Copy all entries verbatim and keep any pictures out of the copy.

-------

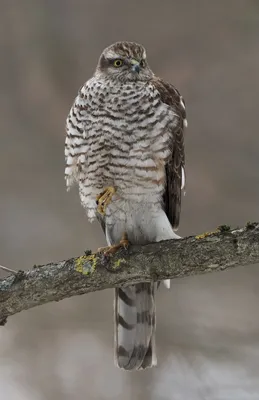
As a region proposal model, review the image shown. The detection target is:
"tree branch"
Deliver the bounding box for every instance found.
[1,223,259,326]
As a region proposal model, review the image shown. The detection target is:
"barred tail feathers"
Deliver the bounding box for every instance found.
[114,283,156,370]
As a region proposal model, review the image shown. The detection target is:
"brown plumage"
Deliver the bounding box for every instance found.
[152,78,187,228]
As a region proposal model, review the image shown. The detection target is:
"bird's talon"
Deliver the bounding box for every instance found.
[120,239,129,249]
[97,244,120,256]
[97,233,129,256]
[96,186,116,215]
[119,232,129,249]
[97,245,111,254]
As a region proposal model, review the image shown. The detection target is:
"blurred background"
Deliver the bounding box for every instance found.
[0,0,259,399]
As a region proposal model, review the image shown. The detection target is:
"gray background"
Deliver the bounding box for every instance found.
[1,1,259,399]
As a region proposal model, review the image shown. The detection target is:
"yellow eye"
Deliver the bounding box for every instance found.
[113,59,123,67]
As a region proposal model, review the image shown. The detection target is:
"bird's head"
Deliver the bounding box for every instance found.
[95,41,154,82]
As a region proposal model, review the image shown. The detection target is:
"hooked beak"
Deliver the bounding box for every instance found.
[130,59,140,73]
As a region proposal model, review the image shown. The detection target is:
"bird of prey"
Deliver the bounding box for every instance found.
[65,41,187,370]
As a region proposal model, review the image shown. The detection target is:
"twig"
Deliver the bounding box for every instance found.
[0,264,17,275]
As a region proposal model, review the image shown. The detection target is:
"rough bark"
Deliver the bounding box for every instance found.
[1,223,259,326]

-------

_Solved problem_
As a region proposal model, review the image shown. The detection target is:
"tree branch"
Deliver the bounding box for every instance found.
[1,223,259,326]
As a region proposal model, review the image shown. The detection target is:
"barred tail feathers"
Deliver the bounding box for every instance found.
[114,283,156,370]
As a region proposal model, review the image shown. The detection target is:
"brown plumage"
Deliver the bounding box for every instance found.
[152,78,187,228]
As a region proposal model, review the image shown. The detection target is:
"bird's talon"
Deliver the bounding box for every instance found.
[120,239,129,249]
[97,244,120,256]
[97,233,129,256]
[96,186,116,215]
[119,232,129,249]
[97,245,111,254]
As a region proposal model, review the image shown. The detection target is:
"blurred background"
Deliver the bounding box for every instance found.
[0,0,259,399]
As a region proposal model, review the image shown. The detection target is:
"gray background"
Deliver the bounding box for every instance found.
[1,1,259,399]
As a region proposal model, review the image shown. The detection target is:
"yellow eye"
Deliver the bounding box for every instance found.
[113,59,123,67]
As a region proposal model, review the image shown. The detection target is:
"bird's head"
Deliver the bounding box for every instance found.
[95,41,154,82]
As a region proposal model, review the image shown. The detection target is:
"hooked beak"
Deliver the bounding box for every instance found.
[130,59,140,73]
As a region proposal model, review the image shown. The detection target is:
"bird of prey"
Deliver the bounding box for every instance found.
[65,41,187,370]
As a region proposal model, review the image shown. The detection target is:
"twig"
Deliver the bounding box for every instance found.
[0,264,17,275]
As a region proposal model, review the image shown. The detection target is:
"rough bark"
Deliver the bounding box for every instance found.
[1,223,259,326]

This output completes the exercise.